— INSTRUCTION —
Quote the entries word for word. Omit the pictures.
— Start MATERIAL FOR THIS TASK —
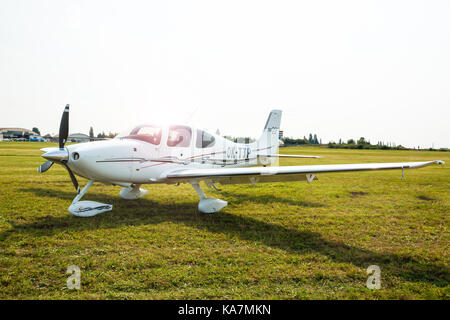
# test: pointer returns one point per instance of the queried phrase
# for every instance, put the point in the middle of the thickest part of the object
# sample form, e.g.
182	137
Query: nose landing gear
132	193
208	205
87	208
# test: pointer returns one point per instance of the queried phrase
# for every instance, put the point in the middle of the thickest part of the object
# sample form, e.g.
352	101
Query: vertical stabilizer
268	143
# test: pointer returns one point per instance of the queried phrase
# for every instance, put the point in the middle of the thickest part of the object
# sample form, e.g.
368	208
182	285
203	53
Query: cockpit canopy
148	133
177	136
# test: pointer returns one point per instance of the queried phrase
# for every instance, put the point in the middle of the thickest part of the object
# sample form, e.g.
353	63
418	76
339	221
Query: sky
338	69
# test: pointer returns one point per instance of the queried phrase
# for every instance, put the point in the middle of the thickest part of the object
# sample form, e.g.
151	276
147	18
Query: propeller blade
72	177
64	128
45	166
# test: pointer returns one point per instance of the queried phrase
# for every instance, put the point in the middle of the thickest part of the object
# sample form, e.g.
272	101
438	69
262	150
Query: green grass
273	241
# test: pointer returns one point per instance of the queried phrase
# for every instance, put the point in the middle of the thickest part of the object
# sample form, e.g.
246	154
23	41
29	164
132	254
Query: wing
286	156
275	174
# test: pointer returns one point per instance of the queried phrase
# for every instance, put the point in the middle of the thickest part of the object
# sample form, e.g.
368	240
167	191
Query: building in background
16	133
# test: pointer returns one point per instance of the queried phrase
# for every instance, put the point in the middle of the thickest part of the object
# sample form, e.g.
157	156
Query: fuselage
147	152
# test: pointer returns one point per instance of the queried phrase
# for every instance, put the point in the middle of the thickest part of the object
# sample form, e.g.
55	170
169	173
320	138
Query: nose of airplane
101	160
56	155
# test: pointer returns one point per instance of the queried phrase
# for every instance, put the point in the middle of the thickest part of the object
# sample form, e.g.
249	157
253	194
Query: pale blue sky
341	69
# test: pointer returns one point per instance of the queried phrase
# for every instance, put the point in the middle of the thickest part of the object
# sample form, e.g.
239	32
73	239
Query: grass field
273	241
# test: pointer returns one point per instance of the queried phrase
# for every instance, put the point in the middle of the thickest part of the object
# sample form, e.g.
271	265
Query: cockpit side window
148	133
204	140
179	136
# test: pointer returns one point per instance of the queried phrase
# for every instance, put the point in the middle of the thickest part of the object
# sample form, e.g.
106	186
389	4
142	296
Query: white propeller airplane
175	154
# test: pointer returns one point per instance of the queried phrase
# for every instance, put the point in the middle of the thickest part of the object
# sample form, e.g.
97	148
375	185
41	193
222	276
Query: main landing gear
208	205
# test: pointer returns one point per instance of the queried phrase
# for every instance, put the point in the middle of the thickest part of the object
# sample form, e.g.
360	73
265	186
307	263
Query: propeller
— End MATERIAL FOR THIS TASK —
— TASK RESULT —
# test: pointer returns one point per instance of the queried phrase
# for every instance, put the point in the middle of the thickest part of the object
# sample form, e.g.
182	137
Query: nose landing gear
132	193
208	205
87	208
# test: pointer returns one point per instance of the queried phrase
# for every instance, put the point in the middle of the thickest part of the object
# sample form, e.g.
352	101
Query: vertical stabilizer
268	143
# test: pointer returns one point per instance of the queried phrase
# for every instance, put the point in the middle of the thickest part of the object
# sample form, e.g.
368	208
182	285
203	53
Query: cockpit canopy
148	133
177	136
# test: pointer returns one point per instance of the queried phrase
# for every instance, put the point in the middle of the thickest part of the object
# sample form, e.g.
353	63
418	76
339	221
Query: sky
338	69
# test: pointer returns one point per instance of the queried phrase
# for every instance, put the point in the middle of the thickest part of the object
# sample form, e.g.
151	276
147	18
Query: propeller blade
72	177
64	128
45	166
# test: pointer returns one point per instance of the queried phrase
# for every instance, put the point in the middle of the thickest part of the object
# sample form, e.g.
272	101
438	69
262	150
Query: green grass
273	241
# test: pointer returns one point per instance of the queried phrase
# for every instance, put the point in the middle of the thickest part of the object
# sample form, e.g.
246	154
23	41
29	164
132	254
Query: wing
286	156
275	174
# test: pointer returns one point per instance of the queried phrase
# for every instance, put the point in the middle of the thickest part of the object
# sample form, e.g.
368	240
167	191
Query: building in background
16	133
# test: pointer returns one point per instance of the queried phrase
# for every instance, put the point in the middle of the thickest part of the object
# sample form, e.g.
157	156
Query: fuselage
147	152
# test: pointer returns one point per instance of the queried phrase
# for every instance, put the point in the middle of the thickest part of the object
# sample form, e.g.
55	170
169	173
320	138
Query: nose of airplane
101	160
56	155
# test: pointer returns one point per instance of the queried phrase
# for every instance, put the point in the middle of the thickest part of the object
# sample form, e.g.
249	157
253	194
Query: pale blue sky
341	69
# test: pointer returns one point per instance of the queried phrase
# for every instance, put the point in the middle of the thickest part of the object
# sample form, e.g.
239	32
73	239
Query: grass field
273	241
# test: pointer returns one point per instance of the queried phrase
# for every instance, put the point in the middle of the thickest part of the object
# sample form, e.g.
271	265
Query: cockpit side window
148	133
204	140
179	136
# test: pointer returns one point per instance of the queried phrase
# for every instance, put the point in the middle of the thickest part of the object
# sample form, e.g.
106	186
389	4
142	296
Query: white propeller airplane
175	154
# test: pointer returns one point per instance of the queried phrase
# for every instance, put the point in the middle of the thickest part of the object
# sample form, e.g.
97	148
375	185
41	193
222	276
Query: main landing gear
208	205
# test: pointer returns one point per instance of the queried phrase
# for every instance, put the point in the middle of the thickest part of the object
# sample form, e.g.
360	73
265	186
307	263
Query: propeller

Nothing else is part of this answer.